__Given records__.
>>>>>

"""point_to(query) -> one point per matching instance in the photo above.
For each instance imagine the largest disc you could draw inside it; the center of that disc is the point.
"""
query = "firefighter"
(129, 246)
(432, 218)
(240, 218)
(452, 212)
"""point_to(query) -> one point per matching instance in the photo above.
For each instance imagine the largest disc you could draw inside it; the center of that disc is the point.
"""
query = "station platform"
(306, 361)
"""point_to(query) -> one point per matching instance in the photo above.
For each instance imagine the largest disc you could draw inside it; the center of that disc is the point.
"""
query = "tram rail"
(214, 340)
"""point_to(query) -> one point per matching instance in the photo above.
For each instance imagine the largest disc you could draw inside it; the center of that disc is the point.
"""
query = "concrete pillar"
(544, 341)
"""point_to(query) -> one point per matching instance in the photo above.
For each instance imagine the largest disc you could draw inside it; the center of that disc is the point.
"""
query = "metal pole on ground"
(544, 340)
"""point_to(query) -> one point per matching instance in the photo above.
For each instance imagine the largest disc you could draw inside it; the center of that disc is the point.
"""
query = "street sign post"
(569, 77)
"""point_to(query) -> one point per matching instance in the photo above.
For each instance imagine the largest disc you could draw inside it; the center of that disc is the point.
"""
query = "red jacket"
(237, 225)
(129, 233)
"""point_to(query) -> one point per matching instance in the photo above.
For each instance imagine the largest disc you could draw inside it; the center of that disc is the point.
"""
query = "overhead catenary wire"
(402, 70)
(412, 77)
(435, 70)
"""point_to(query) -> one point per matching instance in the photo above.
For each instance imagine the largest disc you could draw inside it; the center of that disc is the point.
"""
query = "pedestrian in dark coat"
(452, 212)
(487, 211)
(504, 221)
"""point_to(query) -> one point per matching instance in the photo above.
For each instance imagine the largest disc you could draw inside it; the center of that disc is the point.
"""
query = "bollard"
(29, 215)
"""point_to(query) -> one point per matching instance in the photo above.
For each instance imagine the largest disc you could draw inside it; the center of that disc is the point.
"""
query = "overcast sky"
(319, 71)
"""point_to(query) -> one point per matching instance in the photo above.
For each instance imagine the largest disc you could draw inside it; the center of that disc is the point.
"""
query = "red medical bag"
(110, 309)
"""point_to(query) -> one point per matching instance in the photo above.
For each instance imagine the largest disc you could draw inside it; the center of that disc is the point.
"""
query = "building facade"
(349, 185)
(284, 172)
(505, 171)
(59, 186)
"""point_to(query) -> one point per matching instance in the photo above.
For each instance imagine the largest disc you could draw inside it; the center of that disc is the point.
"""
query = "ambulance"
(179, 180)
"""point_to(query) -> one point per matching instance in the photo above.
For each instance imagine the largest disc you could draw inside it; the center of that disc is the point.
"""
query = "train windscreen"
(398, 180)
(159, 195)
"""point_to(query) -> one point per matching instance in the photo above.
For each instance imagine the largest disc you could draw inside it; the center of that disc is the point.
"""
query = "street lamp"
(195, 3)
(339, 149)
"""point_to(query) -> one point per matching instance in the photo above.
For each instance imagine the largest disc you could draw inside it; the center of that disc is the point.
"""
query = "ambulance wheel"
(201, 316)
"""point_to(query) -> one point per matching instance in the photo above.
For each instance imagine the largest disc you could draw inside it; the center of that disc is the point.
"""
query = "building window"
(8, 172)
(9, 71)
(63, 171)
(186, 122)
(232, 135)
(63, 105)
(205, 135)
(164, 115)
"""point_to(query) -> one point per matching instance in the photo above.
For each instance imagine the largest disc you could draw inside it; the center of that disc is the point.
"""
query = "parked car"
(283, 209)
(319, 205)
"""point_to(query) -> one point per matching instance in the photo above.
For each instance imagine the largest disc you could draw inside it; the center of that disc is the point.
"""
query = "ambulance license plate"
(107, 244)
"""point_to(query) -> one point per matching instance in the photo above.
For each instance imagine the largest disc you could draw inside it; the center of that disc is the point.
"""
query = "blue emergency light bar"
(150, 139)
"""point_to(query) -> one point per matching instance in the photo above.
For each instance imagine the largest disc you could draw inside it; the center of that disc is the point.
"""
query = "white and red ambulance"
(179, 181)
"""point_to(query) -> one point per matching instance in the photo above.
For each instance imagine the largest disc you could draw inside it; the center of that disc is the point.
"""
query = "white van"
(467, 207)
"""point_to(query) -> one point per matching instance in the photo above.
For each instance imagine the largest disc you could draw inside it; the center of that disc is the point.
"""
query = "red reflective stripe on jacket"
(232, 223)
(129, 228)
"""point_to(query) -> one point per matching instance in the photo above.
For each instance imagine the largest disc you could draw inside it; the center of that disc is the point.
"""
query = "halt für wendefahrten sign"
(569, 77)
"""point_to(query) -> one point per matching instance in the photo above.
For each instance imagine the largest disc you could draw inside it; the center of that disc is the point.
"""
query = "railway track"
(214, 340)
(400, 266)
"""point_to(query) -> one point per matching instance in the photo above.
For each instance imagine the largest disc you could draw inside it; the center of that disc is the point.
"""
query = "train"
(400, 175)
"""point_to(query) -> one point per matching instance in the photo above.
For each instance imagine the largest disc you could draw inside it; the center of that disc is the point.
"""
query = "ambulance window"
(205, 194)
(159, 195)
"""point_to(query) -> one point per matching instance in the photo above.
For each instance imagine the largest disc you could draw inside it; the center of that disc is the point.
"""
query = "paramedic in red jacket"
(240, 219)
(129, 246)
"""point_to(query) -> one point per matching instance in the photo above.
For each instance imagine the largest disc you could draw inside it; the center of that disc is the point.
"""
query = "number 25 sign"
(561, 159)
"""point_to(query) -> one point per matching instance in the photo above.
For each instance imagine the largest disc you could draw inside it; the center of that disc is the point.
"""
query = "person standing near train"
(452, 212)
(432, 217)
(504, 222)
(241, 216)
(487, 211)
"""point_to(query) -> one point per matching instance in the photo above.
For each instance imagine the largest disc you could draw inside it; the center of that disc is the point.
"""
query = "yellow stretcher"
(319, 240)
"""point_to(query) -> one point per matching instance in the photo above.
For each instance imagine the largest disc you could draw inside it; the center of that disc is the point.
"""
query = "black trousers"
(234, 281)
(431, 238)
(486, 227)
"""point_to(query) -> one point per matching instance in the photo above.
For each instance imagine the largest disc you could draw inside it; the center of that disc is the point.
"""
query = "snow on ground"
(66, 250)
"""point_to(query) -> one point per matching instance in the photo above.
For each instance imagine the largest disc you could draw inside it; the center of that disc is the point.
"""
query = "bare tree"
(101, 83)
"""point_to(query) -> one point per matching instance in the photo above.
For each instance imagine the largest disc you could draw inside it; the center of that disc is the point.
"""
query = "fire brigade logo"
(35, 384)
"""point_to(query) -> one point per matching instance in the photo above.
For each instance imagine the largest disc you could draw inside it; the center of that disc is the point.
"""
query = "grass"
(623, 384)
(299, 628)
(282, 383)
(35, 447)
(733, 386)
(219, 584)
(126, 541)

<<<<<

__What is required__. State how many lines in the records above contain the string "white", treating uppercase and lowercase as different. Reply with the number alone.

__Task answer__. 2